TASK PROMPT »
The answer is a number and only a number: how many lines of the data include the string "dark"?
*** Opening of DATA SECTION ***
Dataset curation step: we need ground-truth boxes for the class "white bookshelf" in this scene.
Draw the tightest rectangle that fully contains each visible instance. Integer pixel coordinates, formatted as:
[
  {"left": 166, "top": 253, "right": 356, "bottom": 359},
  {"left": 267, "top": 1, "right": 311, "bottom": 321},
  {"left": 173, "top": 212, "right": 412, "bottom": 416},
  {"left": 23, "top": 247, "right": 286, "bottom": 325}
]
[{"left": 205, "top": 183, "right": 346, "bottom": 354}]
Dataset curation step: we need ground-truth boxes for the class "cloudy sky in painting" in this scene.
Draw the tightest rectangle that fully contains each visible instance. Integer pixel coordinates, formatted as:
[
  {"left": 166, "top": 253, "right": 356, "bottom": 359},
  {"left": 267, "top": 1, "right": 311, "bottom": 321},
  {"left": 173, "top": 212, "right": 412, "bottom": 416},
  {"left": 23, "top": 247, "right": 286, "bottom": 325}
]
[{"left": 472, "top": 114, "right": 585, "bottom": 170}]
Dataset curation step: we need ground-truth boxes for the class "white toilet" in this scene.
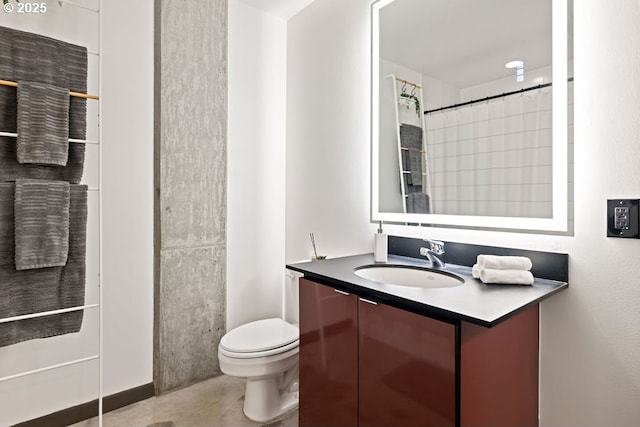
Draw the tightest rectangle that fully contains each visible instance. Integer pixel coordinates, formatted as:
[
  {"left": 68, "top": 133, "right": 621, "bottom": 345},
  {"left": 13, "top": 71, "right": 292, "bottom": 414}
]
[
  {"left": 219, "top": 270, "right": 302, "bottom": 422},
  {"left": 218, "top": 317, "right": 299, "bottom": 422}
]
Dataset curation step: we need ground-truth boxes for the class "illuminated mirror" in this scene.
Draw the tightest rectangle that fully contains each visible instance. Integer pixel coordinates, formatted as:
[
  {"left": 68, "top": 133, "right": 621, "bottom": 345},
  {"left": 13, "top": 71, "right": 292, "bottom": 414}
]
[{"left": 371, "top": 0, "right": 573, "bottom": 231}]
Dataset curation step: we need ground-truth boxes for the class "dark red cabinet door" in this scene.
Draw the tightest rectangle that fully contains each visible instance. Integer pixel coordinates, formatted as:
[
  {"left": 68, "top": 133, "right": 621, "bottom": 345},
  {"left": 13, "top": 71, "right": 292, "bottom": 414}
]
[
  {"left": 358, "top": 299, "right": 456, "bottom": 427},
  {"left": 299, "top": 278, "right": 358, "bottom": 427},
  {"left": 460, "top": 305, "right": 539, "bottom": 427}
]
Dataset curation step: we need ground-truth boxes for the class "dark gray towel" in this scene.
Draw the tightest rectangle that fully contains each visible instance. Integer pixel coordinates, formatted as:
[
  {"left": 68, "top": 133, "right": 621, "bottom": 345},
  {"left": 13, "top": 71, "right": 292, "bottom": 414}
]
[
  {"left": 0, "top": 136, "right": 85, "bottom": 183},
  {"left": 0, "top": 25, "right": 87, "bottom": 182},
  {"left": 406, "top": 183, "right": 423, "bottom": 194},
  {"left": 17, "top": 81, "right": 70, "bottom": 165},
  {"left": 401, "top": 149, "right": 412, "bottom": 186},
  {"left": 400, "top": 124, "right": 424, "bottom": 185},
  {"left": 0, "top": 25, "right": 87, "bottom": 138},
  {"left": 15, "top": 179, "right": 70, "bottom": 270},
  {"left": 407, "top": 192, "right": 430, "bottom": 213},
  {"left": 0, "top": 183, "right": 87, "bottom": 347},
  {"left": 408, "top": 147, "right": 423, "bottom": 184}
]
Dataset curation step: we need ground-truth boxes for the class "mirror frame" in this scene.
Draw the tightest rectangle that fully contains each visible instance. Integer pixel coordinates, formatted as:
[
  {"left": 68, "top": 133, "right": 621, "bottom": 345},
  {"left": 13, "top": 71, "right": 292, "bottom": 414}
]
[{"left": 371, "top": 0, "right": 569, "bottom": 232}]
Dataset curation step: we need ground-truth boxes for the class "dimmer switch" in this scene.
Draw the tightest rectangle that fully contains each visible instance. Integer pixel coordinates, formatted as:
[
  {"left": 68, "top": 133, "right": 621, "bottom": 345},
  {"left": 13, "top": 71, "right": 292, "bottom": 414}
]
[{"left": 607, "top": 199, "right": 640, "bottom": 238}]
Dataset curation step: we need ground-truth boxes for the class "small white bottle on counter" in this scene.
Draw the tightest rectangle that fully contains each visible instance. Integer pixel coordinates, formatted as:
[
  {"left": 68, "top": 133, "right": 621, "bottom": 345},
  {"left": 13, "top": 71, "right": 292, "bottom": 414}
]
[{"left": 374, "top": 221, "right": 388, "bottom": 263}]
*** Close of DATA SECTION ***
COMPLETED TASK »
2